• GIVEN RECORDS
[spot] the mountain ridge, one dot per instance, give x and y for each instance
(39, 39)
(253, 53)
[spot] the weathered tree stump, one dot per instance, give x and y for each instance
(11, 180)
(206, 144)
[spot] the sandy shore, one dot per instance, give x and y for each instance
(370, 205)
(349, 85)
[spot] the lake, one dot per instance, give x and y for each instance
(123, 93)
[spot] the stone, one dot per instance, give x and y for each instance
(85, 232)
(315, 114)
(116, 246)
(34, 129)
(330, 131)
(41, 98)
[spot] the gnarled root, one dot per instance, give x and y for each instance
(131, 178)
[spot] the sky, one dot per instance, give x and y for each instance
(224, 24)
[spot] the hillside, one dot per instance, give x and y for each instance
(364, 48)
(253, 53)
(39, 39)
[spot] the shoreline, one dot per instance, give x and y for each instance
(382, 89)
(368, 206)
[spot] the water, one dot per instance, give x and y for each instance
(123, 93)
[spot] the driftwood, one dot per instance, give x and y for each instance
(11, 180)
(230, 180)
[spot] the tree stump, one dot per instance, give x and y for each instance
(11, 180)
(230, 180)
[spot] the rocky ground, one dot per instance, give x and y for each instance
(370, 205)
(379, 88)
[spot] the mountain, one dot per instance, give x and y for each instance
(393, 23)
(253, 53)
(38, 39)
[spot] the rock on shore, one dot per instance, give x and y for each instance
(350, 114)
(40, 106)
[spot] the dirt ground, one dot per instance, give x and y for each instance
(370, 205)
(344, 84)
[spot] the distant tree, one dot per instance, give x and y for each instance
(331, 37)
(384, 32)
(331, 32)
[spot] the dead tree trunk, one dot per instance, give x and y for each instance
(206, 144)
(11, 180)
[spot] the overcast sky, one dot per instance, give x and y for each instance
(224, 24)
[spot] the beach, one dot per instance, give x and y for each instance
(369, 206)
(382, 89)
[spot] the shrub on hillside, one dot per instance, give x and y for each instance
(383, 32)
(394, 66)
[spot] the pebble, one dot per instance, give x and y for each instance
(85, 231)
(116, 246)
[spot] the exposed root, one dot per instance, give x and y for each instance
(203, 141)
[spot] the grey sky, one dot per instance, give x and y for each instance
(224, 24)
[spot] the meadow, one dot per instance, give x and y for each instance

• WHAT TO PRODUCE
All of the records should be repeated precisely as written.

• OUTPUT FOR THIS TASK
[spot] the mountain ridge, one dot per instance, give x and y for each instance
(39, 39)
(253, 53)
[spot] the weathered tree stump, one dot per instance, give x and y for each instance
(11, 180)
(206, 144)
[spot] the sandy shore, one dot per instance, give x and y for each instance
(370, 205)
(349, 85)
[spot] the lake, one dot per instance, give x and y for each instance
(123, 93)
[spot] the stone, one dot per instance, give x and y for each instance
(85, 232)
(315, 114)
(116, 246)
(34, 129)
(330, 131)
(41, 98)
[spot] the gnarled root, one dot per instance, give x and y for each instance
(131, 178)
[spot] the sky, one dot per instance, give x and y for each instance
(224, 24)
[spot] the hillside, one dot per instance, give x and y for each instance
(364, 48)
(253, 53)
(39, 39)
[spot] the shoreline, one dot per instance, give x and y for each instance
(382, 89)
(368, 206)
[spot] the water, one dot per instance, give x and y for each instance
(123, 93)
[spot] the driftwood, one dot per instance, give x and y for each instance
(11, 180)
(230, 180)
[spot] the tree stump, one dot per instance, give x and y for each instance
(11, 180)
(230, 180)
[spot] the rocky ground, one dot per instance, give x and y for each instance
(370, 205)
(379, 88)
[spot] the mountain, one dot per instance, give x and y for each instance
(393, 23)
(253, 53)
(38, 39)
[spot] the rock on shore, one dot per instance, give x and y for each instance
(350, 114)
(40, 106)
[spot] the dirt ground, one dot per instance, give x and y for each instance
(370, 205)
(344, 84)
[spot] the distant tree, one dot per instance, give x and y for each instance
(331, 37)
(384, 32)
(331, 32)
[spot] the dead tree trunk, one dot per instance, give x and y for each instance
(206, 144)
(11, 180)
[spot] the overcast sky, one dot per instance, give x and y for each instance
(224, 24)
[spot] the beach, one dot per instance, give x and y for each instance
(369, 206)
(382, 89)
[spot] the shrub on hillside, one dot per instance, give x and y for each instance
(383, 32)
(394, 66)
[spot] the pebble, one dot per instance, give x and y for each instance
(85, 231)
(116, 246)
[spot] the exposed root, one dot per instance, give x and y for each instance
(203, 141)
[spot] the grey sky, one dot per instance, give x and y for each instance
(224, 24)
[spot] the meadow, one dot per instance, give x and y for each instance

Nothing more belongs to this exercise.